Dataset entries:
━━━━━━━━━━
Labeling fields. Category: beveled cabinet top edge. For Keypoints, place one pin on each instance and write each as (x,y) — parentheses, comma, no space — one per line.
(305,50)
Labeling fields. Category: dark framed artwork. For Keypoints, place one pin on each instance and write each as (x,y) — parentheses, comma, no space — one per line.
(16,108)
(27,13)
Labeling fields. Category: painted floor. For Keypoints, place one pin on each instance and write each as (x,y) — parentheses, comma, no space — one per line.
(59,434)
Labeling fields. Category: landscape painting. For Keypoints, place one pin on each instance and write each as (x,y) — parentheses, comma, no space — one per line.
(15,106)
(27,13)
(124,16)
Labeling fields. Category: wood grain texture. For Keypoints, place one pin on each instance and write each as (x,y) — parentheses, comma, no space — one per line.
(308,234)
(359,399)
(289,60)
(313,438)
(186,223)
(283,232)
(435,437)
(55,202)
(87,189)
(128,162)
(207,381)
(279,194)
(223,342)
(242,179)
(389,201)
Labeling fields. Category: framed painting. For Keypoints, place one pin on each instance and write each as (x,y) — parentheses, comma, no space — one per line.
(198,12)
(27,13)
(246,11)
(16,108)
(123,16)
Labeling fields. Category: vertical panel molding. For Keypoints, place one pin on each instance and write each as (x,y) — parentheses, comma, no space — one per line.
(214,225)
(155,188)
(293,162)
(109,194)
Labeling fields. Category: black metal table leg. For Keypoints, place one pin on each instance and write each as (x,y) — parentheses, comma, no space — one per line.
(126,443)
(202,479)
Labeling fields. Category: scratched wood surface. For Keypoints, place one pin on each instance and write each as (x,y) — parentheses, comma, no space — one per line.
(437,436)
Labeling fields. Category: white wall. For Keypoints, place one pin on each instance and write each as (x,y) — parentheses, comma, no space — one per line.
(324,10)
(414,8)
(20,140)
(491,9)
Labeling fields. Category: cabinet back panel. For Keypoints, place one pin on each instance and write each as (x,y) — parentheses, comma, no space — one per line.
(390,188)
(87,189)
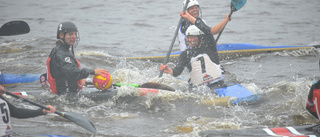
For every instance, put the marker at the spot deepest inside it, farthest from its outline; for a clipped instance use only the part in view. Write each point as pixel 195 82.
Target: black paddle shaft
pixel 174 38
pixel 233 9
pixel 14 28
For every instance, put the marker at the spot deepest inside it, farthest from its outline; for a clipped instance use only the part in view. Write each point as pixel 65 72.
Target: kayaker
pixel 63 69
pixel 313 102
pixel 8 110
pixel 201 58
pixel 194 10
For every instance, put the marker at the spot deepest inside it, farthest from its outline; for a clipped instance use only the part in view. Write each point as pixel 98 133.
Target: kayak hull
pixel 15 79
pixel 235 90
pixel 301 131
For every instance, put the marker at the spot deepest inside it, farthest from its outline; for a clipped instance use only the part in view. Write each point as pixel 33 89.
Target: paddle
pixel 14 28
pixel 145 85
pixel 174 38
pixel 235 5
pixel 72 116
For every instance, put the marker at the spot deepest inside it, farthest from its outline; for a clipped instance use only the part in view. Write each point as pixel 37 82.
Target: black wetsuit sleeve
pixel 22 113
pixel 181 64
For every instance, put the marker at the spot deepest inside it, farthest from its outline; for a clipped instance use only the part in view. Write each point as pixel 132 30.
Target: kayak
pixel 15 79
pixel 237 92
pixel 48 136
pixel 230 51
pixel 294 131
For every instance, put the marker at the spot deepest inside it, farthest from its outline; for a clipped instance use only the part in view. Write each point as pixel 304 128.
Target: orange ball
pixel 103 81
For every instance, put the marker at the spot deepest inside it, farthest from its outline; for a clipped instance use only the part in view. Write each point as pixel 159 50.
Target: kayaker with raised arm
pixel 63 69
pixel 201 58
pixel 8 110
pixel 194 10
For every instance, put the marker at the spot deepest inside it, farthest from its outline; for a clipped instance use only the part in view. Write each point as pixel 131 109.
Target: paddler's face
pixel 70 38
pixel 194 11
pixel 193 40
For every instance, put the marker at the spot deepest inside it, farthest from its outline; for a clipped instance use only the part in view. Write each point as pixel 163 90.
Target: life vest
pixel 5 122
pixel 204 70
pixel 52 81
pixel 314 104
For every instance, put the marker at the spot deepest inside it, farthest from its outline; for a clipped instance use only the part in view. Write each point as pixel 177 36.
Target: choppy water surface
pixel 113 29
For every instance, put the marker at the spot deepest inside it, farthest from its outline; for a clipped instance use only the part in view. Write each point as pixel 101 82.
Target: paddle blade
pixel 79 120
pixel 238 4
pixel 157 86
pixel 14 28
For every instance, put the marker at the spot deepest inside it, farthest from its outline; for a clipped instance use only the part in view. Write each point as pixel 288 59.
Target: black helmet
pixel 66 27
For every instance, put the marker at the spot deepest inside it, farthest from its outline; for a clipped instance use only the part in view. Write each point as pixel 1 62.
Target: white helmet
pixel 193 30
pixel 191 3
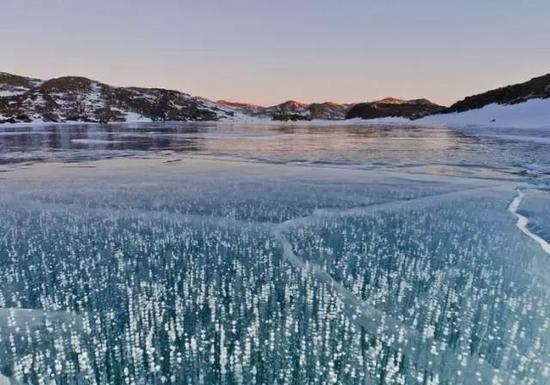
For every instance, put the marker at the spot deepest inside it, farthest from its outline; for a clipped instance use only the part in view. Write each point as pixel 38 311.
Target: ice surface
pixel 396 262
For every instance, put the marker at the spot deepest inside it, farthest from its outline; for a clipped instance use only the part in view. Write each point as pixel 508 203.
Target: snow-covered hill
pixel 83 100
pixel 533 113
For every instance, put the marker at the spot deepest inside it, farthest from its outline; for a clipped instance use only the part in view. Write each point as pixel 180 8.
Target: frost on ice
pixel 267 277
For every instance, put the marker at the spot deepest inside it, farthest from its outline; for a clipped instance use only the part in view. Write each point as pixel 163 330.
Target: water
pixel 273 254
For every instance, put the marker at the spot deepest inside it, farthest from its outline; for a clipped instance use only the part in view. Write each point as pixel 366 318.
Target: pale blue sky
pixel 269 51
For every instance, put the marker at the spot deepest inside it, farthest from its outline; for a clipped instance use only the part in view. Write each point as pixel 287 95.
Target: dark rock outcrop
pixel 391 107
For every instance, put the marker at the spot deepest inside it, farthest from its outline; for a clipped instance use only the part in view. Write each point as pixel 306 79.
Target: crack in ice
pixel 523 222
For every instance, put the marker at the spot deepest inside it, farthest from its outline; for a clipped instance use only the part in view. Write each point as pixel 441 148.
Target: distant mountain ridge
pixel 392 107
pixel 292 110
pixel 79 99
pixel 536 88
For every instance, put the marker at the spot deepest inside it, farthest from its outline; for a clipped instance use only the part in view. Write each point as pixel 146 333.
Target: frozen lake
pixel 274 254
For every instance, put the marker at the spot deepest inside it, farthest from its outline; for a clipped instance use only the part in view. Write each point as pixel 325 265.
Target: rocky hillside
pixel 391 107
pixel 83 100
pixel 536 88
pixel 292 110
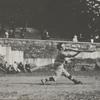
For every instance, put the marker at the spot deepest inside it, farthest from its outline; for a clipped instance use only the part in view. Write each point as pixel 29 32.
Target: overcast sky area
pixel 55 15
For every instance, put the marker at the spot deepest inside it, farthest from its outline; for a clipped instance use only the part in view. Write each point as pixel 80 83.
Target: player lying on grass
pixel 64 54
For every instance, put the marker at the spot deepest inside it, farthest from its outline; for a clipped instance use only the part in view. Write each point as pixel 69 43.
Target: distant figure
pixel 45 35
pixel 27 67
pixel 97 38
pixel 75 39
pixel 64 55
pixel 21 67
pixel 92 39
pixel 15 66
pixel 6 34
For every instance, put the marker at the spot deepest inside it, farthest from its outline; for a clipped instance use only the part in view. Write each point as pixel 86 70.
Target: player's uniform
pixel 59 67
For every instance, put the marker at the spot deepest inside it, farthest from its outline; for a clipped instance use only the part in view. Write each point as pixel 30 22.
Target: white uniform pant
pixel 60 71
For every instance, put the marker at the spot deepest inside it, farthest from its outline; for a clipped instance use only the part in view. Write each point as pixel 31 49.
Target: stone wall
pixel 43 52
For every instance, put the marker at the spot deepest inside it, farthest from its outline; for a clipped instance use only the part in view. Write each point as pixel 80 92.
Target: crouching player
pixel 64 54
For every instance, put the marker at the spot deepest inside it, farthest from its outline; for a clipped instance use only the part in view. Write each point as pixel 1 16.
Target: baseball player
pixel 63 55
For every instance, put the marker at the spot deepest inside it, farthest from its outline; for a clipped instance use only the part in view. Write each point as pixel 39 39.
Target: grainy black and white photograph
pixel 49 49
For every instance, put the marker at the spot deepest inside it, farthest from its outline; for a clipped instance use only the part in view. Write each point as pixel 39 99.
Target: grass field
pixel 27 86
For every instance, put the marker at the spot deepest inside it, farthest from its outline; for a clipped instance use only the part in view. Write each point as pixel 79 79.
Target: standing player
pixel 63 55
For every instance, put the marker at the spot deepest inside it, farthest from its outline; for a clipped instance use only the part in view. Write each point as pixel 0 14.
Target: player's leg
pixel 58 73
pixel 69 76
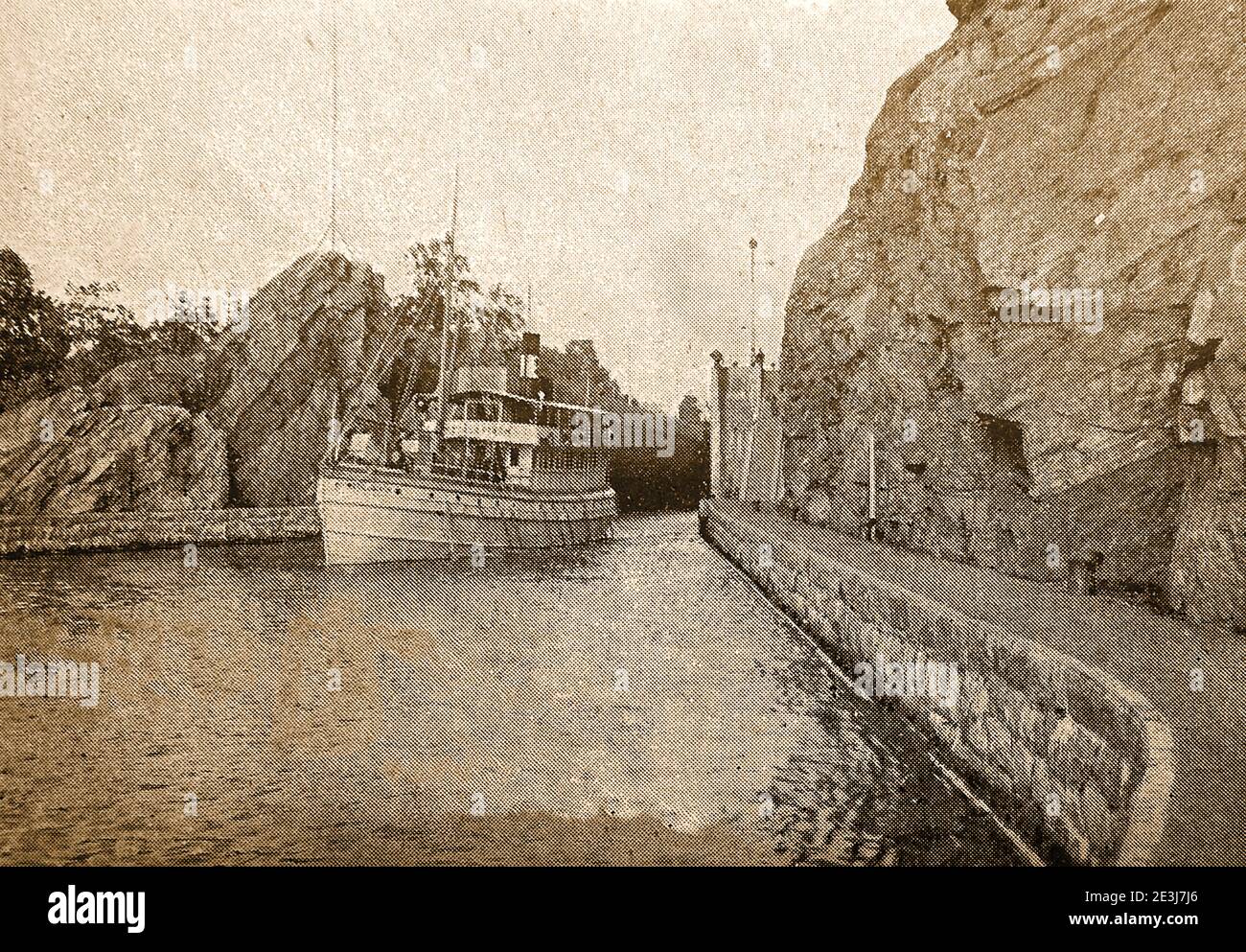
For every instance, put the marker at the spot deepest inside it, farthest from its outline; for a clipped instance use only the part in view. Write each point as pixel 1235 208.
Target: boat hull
pixel 386 516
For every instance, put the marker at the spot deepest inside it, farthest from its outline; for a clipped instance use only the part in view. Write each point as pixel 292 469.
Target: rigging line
pixel 333 173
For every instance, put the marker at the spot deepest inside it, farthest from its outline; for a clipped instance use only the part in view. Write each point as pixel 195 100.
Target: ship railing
pixel 466 473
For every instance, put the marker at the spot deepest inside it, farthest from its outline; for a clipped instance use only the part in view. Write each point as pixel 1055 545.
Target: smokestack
pixel 528 356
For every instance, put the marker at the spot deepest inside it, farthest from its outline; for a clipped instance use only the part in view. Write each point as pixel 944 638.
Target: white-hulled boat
pixel 503 474
pixel 477 469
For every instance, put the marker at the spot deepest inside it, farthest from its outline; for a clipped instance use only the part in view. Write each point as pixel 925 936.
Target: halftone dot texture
pixel 480 719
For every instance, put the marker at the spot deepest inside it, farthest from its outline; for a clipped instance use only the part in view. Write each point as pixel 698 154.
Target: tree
pixel 33 339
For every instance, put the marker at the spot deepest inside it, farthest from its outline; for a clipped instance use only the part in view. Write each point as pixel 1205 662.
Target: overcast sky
pixel 619 156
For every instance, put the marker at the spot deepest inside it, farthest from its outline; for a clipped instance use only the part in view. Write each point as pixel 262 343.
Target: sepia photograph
pixel 648 433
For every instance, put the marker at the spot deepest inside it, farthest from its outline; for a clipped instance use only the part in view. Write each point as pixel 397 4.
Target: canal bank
pixel 107 531
pixel 635 702
pixel 1055 709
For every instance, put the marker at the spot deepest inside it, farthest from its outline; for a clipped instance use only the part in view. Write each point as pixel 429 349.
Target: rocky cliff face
pixel 1078 149
pixel 314 329
pixel 66 455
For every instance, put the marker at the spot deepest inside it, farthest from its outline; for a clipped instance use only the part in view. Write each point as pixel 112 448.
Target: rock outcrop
pixel 66 455
pixel 1082 148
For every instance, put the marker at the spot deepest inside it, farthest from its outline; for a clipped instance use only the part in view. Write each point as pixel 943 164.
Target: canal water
pixel 635 702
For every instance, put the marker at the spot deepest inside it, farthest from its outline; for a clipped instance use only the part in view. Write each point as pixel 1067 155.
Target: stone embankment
pixel 1050 734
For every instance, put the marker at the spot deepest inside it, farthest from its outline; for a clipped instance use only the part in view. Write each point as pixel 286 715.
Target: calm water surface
pixel 627 703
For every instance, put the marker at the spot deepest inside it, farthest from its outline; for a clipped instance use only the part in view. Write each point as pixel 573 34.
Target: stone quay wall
pixel 1037 726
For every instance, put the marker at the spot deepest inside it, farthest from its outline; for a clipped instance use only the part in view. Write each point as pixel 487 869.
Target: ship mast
pixel 449 295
━━━━━━━━━━
### Problem statement
Using only the entries above, output the line with "Target: canal bank", the line with "pixel 429 349.", and all lines between them, exactly as they stand.

### Output below
Target: canal bank
pixel 107 531
pixel 635 702
pixel 1055 709
For every instance, put the marker at the spot deepest inside it, farthest from its outline; for a clipped instance use only the part in view. Write each point as pixel 429 349.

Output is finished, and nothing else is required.